Im Depot der Generaldirektion Kulturelles Erbe in Engers schlummert ein schauriges Relikt unserer Landesgeschichte. Ein Fallbeil. Messerscharf – und potenziell tödlich. Die Guillotine ist noch immer gut gepflegt, aber nicht mehr ganz funktionstüchtig. Denn sie ist mittlerweile in ihre Einzelteile zerlegt worden. Das Archiv beherbergt damit das wohl dunkelste Kapitel der Landesverfassung, die genau vor 75 Jahren beschlossen worden ist. Mit dem Fallbeil sollte Artikel 3 vollstreckt werden. „Das Leben des Menschen ist unantastbar“, heißt es dort zwar 1947. Aber: „Es kann (...) auf Grund des Gesetzes als Strafe für schwerste Verbrechen gegen Leib und Leben durch richterliches Urteil für verwirkt erklärt werden.“

Ein höchst befremdlicher Zusatz, den es ansonsten nur noch in der hessischen Landesverfassung gab und der ein Bad Neuenahrerin nach Kriegsende um ein Haar den Kopf gekostet hätte. Die junge Frau muss sich damals vor einem Koblenzer Gericht verantworten. Der Vorwurf: doppelter Kindsmord. Im Juli wird ein Urteil gefällt, das uns auch heute noch einen kalten Schauer über den Rücken laufen lässt: Tod durch Enthaupten. Damit knüpft die junge Demokratie bei der Todesstrafe an die grausame Praxis der Nazidiktatur an.

Doch der Vollzug stößt auf unerwartete Schwierigkeiten. Denn Rheinland-Pfalz verfügt weder über eine Richtstätte noch über eine Guillotine. Und so wird zunächst eine Arrestzelle der Mainzer Haftanstalt zum Hinrichtungsort umgebaut. Fehlt noch das Fallbeil. Doch das muss erst noch gebaut werden. Es findet sich allerdings niemand im Land, der das Messer schmieden und das Holzgerüst zimmern will. Die Gräuel der Nazidiktatur sitzen bei den Menschen offenbar noch tief. Und so wird Nordrhein-Westfalen um Amtshilfe gebeten.

**Ausgangsdaten**
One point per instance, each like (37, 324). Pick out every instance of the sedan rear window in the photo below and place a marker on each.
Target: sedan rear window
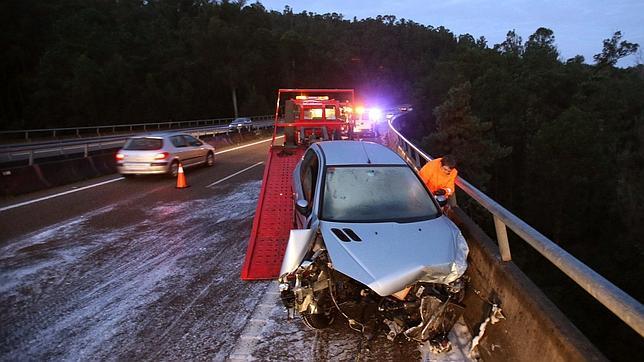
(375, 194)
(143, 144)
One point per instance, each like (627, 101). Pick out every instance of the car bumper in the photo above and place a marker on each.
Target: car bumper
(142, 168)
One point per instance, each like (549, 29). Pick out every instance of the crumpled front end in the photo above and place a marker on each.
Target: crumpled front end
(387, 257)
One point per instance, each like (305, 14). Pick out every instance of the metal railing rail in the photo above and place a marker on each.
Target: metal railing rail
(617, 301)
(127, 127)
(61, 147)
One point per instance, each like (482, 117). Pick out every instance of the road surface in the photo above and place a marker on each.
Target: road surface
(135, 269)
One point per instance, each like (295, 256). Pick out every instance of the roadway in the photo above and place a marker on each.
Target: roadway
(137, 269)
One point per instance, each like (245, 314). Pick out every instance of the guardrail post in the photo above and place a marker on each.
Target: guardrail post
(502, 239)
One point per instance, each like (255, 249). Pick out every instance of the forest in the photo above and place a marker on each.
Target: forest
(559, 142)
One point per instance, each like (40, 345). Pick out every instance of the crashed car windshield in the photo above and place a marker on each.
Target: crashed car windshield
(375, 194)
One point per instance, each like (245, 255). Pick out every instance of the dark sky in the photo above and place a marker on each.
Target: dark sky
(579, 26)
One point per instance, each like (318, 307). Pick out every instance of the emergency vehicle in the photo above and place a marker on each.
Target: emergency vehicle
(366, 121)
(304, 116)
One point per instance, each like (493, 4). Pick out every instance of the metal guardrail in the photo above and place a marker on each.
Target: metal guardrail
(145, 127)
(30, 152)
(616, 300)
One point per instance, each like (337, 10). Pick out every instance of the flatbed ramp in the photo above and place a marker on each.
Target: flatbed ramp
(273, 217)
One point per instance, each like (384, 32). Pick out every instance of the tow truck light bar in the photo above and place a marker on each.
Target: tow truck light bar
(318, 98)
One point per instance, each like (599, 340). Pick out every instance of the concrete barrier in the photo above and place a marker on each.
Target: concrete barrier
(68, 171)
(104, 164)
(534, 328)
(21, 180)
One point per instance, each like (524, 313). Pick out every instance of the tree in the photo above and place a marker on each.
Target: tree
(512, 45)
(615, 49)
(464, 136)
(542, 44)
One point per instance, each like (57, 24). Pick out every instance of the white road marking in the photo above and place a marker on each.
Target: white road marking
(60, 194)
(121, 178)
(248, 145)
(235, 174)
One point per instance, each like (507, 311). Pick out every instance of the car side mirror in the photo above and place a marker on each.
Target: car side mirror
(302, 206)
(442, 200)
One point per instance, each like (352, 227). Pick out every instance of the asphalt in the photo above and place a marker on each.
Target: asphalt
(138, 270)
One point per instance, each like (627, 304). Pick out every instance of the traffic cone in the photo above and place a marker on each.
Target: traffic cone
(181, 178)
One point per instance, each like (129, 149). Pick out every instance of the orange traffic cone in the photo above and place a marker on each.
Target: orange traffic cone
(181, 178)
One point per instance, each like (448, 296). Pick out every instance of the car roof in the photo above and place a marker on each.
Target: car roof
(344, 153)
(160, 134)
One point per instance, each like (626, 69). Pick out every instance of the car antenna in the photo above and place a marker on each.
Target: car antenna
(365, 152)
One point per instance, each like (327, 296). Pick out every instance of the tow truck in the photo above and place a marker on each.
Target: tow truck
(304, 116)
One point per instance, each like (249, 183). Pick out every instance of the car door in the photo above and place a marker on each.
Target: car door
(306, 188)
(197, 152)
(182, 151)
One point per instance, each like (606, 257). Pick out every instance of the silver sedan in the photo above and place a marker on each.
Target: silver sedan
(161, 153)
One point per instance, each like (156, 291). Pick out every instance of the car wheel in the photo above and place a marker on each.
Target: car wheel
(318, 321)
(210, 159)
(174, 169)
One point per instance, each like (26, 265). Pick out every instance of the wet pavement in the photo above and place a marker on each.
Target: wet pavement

**Aufgabenstellung**
Schreib aus dem Text über das Fallbeil die Stelle zwischen „Doch der Vollzug“ und „um Amtshilfe gebeten.“ einschließlich wortgetreu ab. Stütze dich ausschließlich auf den Text über das Fallbeil.

**Ergebnis**
Doch der Vollzug stößt auf unerwartete Schwierigkeiten. Denn Rheinland-Pfalz verfügt weder über eine Richtstätte noch über eine Guillotine. Und so wird zunächst eine Arrestzelle der Mainzer Haftanstalt zum Hinrichtungsort umgebaut. Fehlt noch das Fallbeil. Doch das muss erst noch gebaut werden. Es findet sich allerdings niemand im Land, der das Messer schmieden und das Holzgerüst zimmern will. Die Gräuel der Nazidiktatur sitzen bei den Menschen offenbar noch tief. Und so wird Nordrhein-Westfalen um Amtshilfe gebeten.